Given instruction:
Can you restate the records below word for word?

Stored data
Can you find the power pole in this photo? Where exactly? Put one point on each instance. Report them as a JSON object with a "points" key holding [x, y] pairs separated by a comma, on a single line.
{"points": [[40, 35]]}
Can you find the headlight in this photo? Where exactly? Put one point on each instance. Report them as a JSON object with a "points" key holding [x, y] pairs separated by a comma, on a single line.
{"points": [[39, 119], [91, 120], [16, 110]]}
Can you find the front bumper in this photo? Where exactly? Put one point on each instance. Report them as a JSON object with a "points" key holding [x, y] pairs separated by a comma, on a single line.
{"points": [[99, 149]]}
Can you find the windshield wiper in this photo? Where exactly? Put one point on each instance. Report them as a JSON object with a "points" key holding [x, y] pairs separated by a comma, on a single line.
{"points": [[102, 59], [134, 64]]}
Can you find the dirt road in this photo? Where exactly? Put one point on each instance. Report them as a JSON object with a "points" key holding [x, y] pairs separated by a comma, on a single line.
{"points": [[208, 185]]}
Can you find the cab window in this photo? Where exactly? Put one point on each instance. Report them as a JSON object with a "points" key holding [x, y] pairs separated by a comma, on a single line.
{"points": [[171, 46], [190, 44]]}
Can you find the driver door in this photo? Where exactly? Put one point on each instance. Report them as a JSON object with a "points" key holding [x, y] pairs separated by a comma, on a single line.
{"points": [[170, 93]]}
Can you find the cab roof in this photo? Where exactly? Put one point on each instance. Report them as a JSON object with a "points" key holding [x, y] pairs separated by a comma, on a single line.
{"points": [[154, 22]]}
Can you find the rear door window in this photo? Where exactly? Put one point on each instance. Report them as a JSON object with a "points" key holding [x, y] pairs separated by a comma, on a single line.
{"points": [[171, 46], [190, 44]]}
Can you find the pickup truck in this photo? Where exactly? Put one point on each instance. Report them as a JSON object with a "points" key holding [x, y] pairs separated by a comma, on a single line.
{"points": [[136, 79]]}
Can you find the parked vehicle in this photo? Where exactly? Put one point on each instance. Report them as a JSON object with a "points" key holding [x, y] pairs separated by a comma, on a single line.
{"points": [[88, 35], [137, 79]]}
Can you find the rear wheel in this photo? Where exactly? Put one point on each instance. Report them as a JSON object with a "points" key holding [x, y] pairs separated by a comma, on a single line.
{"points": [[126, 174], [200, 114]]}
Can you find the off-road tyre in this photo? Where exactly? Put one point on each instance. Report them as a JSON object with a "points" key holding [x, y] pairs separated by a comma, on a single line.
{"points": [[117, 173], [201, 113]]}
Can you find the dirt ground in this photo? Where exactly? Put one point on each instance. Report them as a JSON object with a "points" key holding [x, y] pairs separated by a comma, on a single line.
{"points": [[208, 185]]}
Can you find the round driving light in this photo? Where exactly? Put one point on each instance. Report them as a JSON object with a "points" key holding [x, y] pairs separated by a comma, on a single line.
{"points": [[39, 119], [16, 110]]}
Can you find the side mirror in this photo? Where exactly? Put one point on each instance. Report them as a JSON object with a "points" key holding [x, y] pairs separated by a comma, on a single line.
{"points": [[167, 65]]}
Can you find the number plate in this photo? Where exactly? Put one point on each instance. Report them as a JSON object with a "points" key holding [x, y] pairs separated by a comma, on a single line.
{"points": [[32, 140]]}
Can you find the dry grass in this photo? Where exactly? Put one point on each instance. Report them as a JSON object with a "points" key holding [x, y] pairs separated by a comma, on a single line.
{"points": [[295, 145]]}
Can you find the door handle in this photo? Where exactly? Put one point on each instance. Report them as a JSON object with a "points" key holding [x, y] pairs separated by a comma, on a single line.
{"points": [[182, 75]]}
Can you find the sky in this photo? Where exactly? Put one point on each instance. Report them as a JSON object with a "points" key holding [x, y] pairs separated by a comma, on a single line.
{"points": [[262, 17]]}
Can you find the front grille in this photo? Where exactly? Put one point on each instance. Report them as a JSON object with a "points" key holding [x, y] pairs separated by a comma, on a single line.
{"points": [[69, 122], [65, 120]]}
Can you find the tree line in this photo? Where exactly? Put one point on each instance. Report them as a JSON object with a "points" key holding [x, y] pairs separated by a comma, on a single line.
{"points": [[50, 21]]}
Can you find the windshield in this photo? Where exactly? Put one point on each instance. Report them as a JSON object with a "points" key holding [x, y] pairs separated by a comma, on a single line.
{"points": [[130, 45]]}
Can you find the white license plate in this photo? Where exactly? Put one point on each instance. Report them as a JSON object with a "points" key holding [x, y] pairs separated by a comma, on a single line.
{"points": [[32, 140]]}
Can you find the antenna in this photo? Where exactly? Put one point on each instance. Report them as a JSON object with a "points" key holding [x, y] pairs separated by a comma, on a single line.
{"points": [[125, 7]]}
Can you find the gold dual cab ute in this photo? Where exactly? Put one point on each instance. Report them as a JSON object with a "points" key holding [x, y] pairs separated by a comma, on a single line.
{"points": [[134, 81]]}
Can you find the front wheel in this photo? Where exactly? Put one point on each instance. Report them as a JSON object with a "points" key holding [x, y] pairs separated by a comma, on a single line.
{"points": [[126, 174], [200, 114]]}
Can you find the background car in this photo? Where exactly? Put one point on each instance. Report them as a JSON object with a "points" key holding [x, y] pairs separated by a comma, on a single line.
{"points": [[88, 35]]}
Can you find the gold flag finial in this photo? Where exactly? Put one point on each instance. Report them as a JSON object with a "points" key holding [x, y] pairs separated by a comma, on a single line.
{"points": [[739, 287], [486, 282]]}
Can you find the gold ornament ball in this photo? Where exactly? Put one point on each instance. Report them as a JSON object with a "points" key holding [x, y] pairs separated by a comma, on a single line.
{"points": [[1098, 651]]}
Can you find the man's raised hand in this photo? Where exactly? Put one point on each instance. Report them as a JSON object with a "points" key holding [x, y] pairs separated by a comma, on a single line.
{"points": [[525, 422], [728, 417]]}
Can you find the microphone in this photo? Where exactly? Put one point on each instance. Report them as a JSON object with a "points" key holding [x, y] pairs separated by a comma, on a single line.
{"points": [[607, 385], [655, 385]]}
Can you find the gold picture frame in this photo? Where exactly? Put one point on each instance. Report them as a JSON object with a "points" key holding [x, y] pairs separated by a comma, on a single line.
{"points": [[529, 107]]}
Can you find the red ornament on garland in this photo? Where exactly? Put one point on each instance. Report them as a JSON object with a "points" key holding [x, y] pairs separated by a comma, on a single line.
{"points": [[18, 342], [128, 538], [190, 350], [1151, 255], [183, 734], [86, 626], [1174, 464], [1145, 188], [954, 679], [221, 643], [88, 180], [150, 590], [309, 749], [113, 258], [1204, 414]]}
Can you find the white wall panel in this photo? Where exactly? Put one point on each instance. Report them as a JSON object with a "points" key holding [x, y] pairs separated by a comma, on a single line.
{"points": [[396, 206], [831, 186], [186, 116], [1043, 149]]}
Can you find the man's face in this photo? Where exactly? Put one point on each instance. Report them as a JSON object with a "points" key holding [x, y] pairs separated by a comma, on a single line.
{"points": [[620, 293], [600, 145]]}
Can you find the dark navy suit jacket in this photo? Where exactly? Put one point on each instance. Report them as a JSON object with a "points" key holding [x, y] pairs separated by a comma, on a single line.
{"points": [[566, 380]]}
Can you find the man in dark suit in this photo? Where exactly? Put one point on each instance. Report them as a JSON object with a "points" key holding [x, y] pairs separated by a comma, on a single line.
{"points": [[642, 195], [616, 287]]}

Result of the exercise:
Can you find the power pole in this photo? Where exactly? Put one point on each instance. Report them as a JSON object with a "points" key holding [x, y] pairs separated by a comma, on a single line.
{"points": [[40, 35]]}
Can you find the headlight in this photo? Where exactly? Put one point on each instance. Report them as a JSON object with a "points" key holding [x, y] pairs separated by a comma, on a single line.
{"points": [[39, 119], [91, 120], [16, 110]]}
Can you find the front bumper in this photo? Where exactly? Put one point on each instance. Report them as a JSON object with a "points" key holding [x, y] pairs separated by a comma, on a single line.
{"points": [[99, 149]]}
Can you find the windshield wiper in this photo? Where exactly? Put one point on each instance. Report them as a JSON object with a "points" key holding [x, y] pairs separated by a comma, on a single line.
{"points": [[102, 59], [134, 64]]}
Can you find the dirt road in this photo? Where exactly? Put one point on each instance. Report them as a JSON object with a "points" key holding [x, y] pairs separated by a comma, on a single line.
{"points": [[208, 185]]}
Can you find the cab window in this photo? Where exactly? Put one point on each instance. Report them as a JSON object with a "points" key holding [x, y] pairs separated by a comma, on a single line.
{"points": [[171, 46], [190, 44]]}
Can you find the driver door in this photo? Where exactly? Put one point on each instance. Report them as a JSON object with a "points" key holding [x, y] pairs separated by a comma, on a single line.
{"points": [[170, 93]]}
Can you find the cab roof in this photo? Where exactly? Put one point on each instance. Report them as a JSON object with a "points" key holding [x, y] pairs separated by a comma, on a single line.
{"points": [[154, 22]]}
Can you find the rear door window in this photo? Where exactly? Put one point on each instance. Report them as a JSON object with a "points" key holding [x, y] pairs separated by a comma, on a single line.
{"points": [[171, 46], [190, 44]]}
Can you find the pickup truck in this photo? Where exactly? Put one point on each instance. Report them as a JSON object with a "points" key holding [x, y] pairs separated by a comma, on a single line.
{"points": [[136, 79]]}
Can you find the parked vehicle in this photo? Where exactly? Put one point on each instance. Report them as a JSON object with a "points" key holding [x, y] pairs separated by a comma, on a single line.
{"points": [[88, 35], [137, 79]]}
Can you find the rear wheel in this photo? Where exactly? Put one point on each instance. Report them as a JSON object with a "points" key holding [x, y] pairs separated by a comma, on a single line.
{"points": [[126, 174], [200, 114]]}
Can you find the off-road tyre in this photo? Where exactly? Put one point on each instance. Report them as a JSON object with a "points" key holding [x, y] pairs separated by a comma, on a single line.
{"points": [[117, 173], [201, 113]]}
Can you find the dirt ground in this photo? Where exactly? Put one point on each instance. Report them as a JSON object with a "points" key holding [x, y] pairs separated by a comma, on a single line.
{"points": [[208, 185]]}
Can you find the round driving light in this photo? Where exactly? Put one point on each instance. Report them as a JSON object with a "points" key holding [x, y] pairs separated by a comma, on a single line.
{"points": [[39, 119], [16, 110]]}
Can you find the side mirror in this photo? Where exactly? Put one point on each instance. Report them as a JSON object with a "points" key holding [x, y] pairs separated by a comma, on a single line.
{"points": [[167, 65]]}
Can you find the number plate in this photo? Where exactly? Put one point on each instance. Report them as a JSON object with a "points" key holding [x, y] pairs separated by a comma, on a single line.
{"points": [[32, 140]]}
Can you find the dry grass in this photo? Where exactly? Put one point on each instance. Report them as a JSON object with a "points" key holding [x, y] pairs separated by a comma, on a single line.
{"points": [[295, 145]]}
Can you find the door handle in this photo? Where exactly? Put one point on each instance. Report them as a JSON object with a "points" key holding [x, y] pairs separated by a comma, on a single line.
{"points": [[182, 75]]}
Can you find the sky in this photo? Where exactly? Put one point on each instance. Report them as a JSON object with a "points" key holding [x, y] pairs separated by a comma, on a single line.
{"points": [[262, 17]]}
Can you find the front grille in this photo? Where exactly? Put one point on each instance. Report them as a JSON object with a "points" key holding [x, y] pairs separated by a comma, on a single line.
{"points": [[69, 122], [65, 120]]}
Can you find the tree line in this photo? Where exactly? Put one point on each instance. Report them as a JSON object with a "points" key holding [x, y] pairs separated by a comma, on a single line.
{"points": [[50, 21]]}
Can you find the windshield in this photo? Where exactly? Put one point on each instance. Report them as a JSON object with a "points" key holding [x, y] pairs separated by a comma, on a single line.
{"points": [[130, 45]]}
Can you find the white license plate in this photo? Where exactly? Put one point on each instance. Report them as a JSON object with a "points" key holding [x, y] pairs separated by a comma, on a single line.
{"points": [[32, 140]]}
Can you find the antenna in this photo? Where exactly? Put one point on each instance. Report them as a JSON object with a "points" key holding [x, y] pairs separated by a comma, on a single line.
{"points": [[125, 7]]}
Can you find the gold dual cab ute in this photo? Where exactly? Put one point on each instance. Report them as a JSON object with a "points" key holding [x, y] pairs separated by a comma, on a single line.
{"points": [[134, 81]]}
Can you find the front wheel in this photo? Where exactly? Put one point on each instance. Report them as a JSON object with a "points" key holding [x, y] pairs separated by a comma, on a single line.
{"points": [[126, 174], [200, 114]]}
Can you find the background car in this photo? Where exactly? Put one point on each instance. Report them as a JSON object with a "points" key holding [x, y] pairs separated by a comma, on a single line.
{"points": [[88, 35]]}
Can you find the gold flag finial in this photo? Where exactly? Put one point on each instance. Report them as a JSON object with a "points" key holding [x, y] pairs separated by a comma, on a single line.
{"points": [[739, 287], [486, 282]]}
Can you find the gold ornament ball in this photo? Where exactly? Put one point on each instance. Report them as a JSON object with a "points" key holding [x, y] pairs separated by a comma, on a single line.
{"points": [[1098, 651]]}
Can you find the man's raised hand in this photo? Where exactly? Put one point on each instance. Report them as a JSON object with a "points" key holding [x, y] pairs separated by a comma, on a single line.
{"points": [[525, 422], [728, 417]]}
Can you find the microphone in this photo? Where exactly? Put one point on each instance. Report them as a JSON object with a "points" key holding [x, y] pairs separated by a comma, on a single line.
{"points": [[607, 385], [655, 385]]}
Can you find the gold picture frame in this photo? Where exactly? Put one point on each instance. Report them as a JSON object with a "points" key holding [x, y] pairs separated by a comma, on a single line.
{"points": [[529, 107]]}
Can you find the red ornament on garland in this photo? Where exactly? Put one point on each instance. Report them as a JSON object with a "points" key holding [x, y] pairs separated by a comma, on a single line.
{"points": [[18, 342], [128, 538], [190, 350], [1151, 255], [183, 734], [86, 626], [1174, 464], [1145, 188], [954, 679], [221, 643], [88, 180], [150, 590], [309, 749], [113, 258], [1204, 414]]}
Can you find the white wall panel in this photo? Where exactly? Put one point on each instance. Report them as a JSON object with a "points" key holding [x, y] pairs separated by a comma, on a single line.
{"points": [[396, 206], [831, 186], [186, 116], [1043, 149]]}
Can you find the man's face in this photo? Where exactly? Put one point on each instance. Report them as a JSON object with a "points" key holding [x, y] pairs separated by a comma, on a single line.
{"points": [[620, 293], [600, 145]]}
Can you find the dark navy suit jacket in this photo? Where exactly? Put one point on each instance. Report them as a JSON object with a "points" key holding [x, y] pairs separated by a comma, on a single line.
{"points": [[566, 380]]}
Can you find the man in dark suit in this photo? Where exactly? Put one point on each instance. Report them as a JSON object with a "points" key holding [x, y] pairs separated by a comma, on a single line.
{"points": [[642, 195], [616, 287]]}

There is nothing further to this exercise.